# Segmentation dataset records
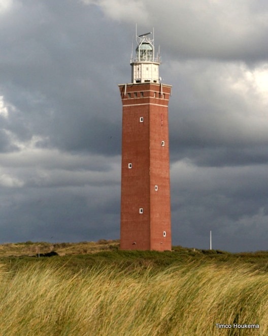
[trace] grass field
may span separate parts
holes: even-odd
[[[38,258],[45,243],[1,247],[1,335],[268,334],[266,252],[120,251],[102,240]]]

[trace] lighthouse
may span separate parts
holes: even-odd
[[[151,38],[152,37],[152,38]],[[122,104],[120,248],[171,250],[168,105],[154,35],[138,36]]]

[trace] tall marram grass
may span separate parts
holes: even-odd
[[[215,323],[258,324],[252,329]],[[245,264],[193,262],[156,271],[37,263],[0,268],[0,334],[268,334],[268,278]]]

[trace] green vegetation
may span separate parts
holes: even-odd
[[[1,334],[268,334],[267,252],[181,247],[130,252],[119,250],[118,241],[63,243],[0,247],[6,256],[0,258]],[[61,255],[38,258],[37,245],[37,254]],[[23,255],[26,248],[32,256]]]

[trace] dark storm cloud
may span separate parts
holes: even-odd
[[[3,4],[2,241],[119,237],[117,84],[130,81],[138,20],[138,33],[154,26],[173,85],[173,244],[208,248],[212,230],[215,248],[267,248],[266,2]]]

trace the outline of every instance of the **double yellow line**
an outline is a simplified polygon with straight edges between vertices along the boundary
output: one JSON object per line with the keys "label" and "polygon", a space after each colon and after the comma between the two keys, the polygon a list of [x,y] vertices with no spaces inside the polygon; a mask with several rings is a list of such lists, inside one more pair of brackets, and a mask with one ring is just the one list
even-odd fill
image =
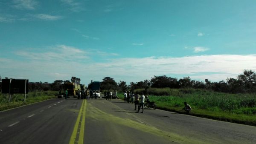
{"label": "double yellow line", "polygon": [[70,140],[69,144],[84,144],[84,134],[85,124],[85,112],[86,111],[86,101],[83,100],[76,119],[74,130]]}

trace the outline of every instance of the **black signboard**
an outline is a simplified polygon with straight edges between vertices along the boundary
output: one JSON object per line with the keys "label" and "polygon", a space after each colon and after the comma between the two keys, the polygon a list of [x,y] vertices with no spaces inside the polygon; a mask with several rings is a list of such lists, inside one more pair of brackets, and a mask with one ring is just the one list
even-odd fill
{"label": "black signboard", "polygon": [[2,79],[2,93],[9,93],[10,92],[9,79]]}
{"label": "black signboard", "polygon": [[2,80],[2,93],[25,93],[25,88],[26,93],[28,93],[29,80],[4,79]]}

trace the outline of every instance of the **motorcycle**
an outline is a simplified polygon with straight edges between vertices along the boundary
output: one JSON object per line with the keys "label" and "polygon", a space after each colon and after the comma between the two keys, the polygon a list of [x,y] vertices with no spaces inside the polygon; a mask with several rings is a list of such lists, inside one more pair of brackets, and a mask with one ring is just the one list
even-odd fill
{"label": "motorcycle", "polygon": [[144,107],[145,109],[150,109],[151,107],[153,108],[154,109],[157,108],[157,105],[154,104],[154,101],[150,101],[149,100],[147,99],[146,102],[144,104]]}

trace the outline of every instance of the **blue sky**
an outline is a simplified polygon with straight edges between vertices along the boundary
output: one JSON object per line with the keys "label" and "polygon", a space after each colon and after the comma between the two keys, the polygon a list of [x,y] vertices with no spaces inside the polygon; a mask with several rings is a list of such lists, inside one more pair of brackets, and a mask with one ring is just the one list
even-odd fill
{"label": "blue sky", "polygon": [[256,70],[255,0],[0,1],[0,75],[52,82]]}

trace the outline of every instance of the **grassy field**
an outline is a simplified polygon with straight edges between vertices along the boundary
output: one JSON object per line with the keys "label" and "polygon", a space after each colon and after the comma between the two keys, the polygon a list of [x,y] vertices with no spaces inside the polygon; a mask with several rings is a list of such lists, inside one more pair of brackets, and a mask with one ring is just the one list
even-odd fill
{"label": "grassy field", "polygon": [[[145,92],[144,89],[135,92]],[[231,94],[200,89],[149,89],[149,99],[158,109],[186,113],[181,109],[186,101],[192,107],[188,114],[256,126],[255,94]],[[120,94],[121,98],[123,98]]]}
{"label": "grassy field", "polygon": [[13,94],[9,102],[9,95],[0,93],[0,111],[56,98],[55,95],[58,92],[44,91],[29,92],[26,95],[26,102],[24,102],[24,94]]}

# Prompt
Report each line of the entries above that contains the string "signboard", counting a match only when the letter case is the same.

# Result below
trace the outline of every instance of the **black signboard**
{"label": "black signboard", "polygon": [[2,79],[2,93],[9,93],[10,92],[9,79]]}
{"label": "black signboard", "polygon": [[2,80],[2,93],[25,93],[25,88],[26,93],[28,93],[29,80],[4,79]]}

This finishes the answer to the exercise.